··· Dataset
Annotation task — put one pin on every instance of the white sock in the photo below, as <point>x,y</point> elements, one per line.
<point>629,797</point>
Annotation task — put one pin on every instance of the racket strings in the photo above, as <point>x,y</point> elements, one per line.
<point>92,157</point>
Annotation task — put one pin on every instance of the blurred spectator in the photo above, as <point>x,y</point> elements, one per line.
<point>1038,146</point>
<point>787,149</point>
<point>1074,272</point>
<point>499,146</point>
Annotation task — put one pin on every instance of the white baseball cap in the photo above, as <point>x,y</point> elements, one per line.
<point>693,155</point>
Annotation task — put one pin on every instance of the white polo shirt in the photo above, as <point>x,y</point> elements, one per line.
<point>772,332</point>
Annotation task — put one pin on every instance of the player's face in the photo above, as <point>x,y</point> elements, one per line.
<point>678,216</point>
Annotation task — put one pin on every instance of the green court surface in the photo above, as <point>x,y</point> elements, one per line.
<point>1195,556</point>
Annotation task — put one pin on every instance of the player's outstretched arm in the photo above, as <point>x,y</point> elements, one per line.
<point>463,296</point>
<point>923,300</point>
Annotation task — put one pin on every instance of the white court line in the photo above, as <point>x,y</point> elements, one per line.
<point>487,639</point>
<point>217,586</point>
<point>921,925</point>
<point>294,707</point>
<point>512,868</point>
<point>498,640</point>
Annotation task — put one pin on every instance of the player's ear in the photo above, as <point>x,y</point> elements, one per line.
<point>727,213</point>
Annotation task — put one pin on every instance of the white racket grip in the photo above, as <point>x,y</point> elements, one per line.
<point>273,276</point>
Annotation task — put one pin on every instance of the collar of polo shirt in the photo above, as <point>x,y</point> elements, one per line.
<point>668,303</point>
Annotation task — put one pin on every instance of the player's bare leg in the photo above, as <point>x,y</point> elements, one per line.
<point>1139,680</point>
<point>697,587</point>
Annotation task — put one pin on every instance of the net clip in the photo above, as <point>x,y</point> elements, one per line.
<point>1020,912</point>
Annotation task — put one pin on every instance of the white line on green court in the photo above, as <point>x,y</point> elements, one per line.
······
### Activity
Only the lines from the one containing "the player's bare" through the last line of the entries above should be copied, exactly as written.

### Answer to the problem
Annotation task — put one pin on every instance of the player's bare leg in the photo above, as <point>x,y</point> elements, one per line.
<point>1139,680</point>
<point>697,587</point>
Annotation task — put one pin on every instance of the net clip in the photo above, as <point>x,y</point> elements, one per line.
<point>1020,912</point>
Annotation task — put one pin on every instance of the white line on green court in the photo above, as <point>x,y</point> elements, one per line.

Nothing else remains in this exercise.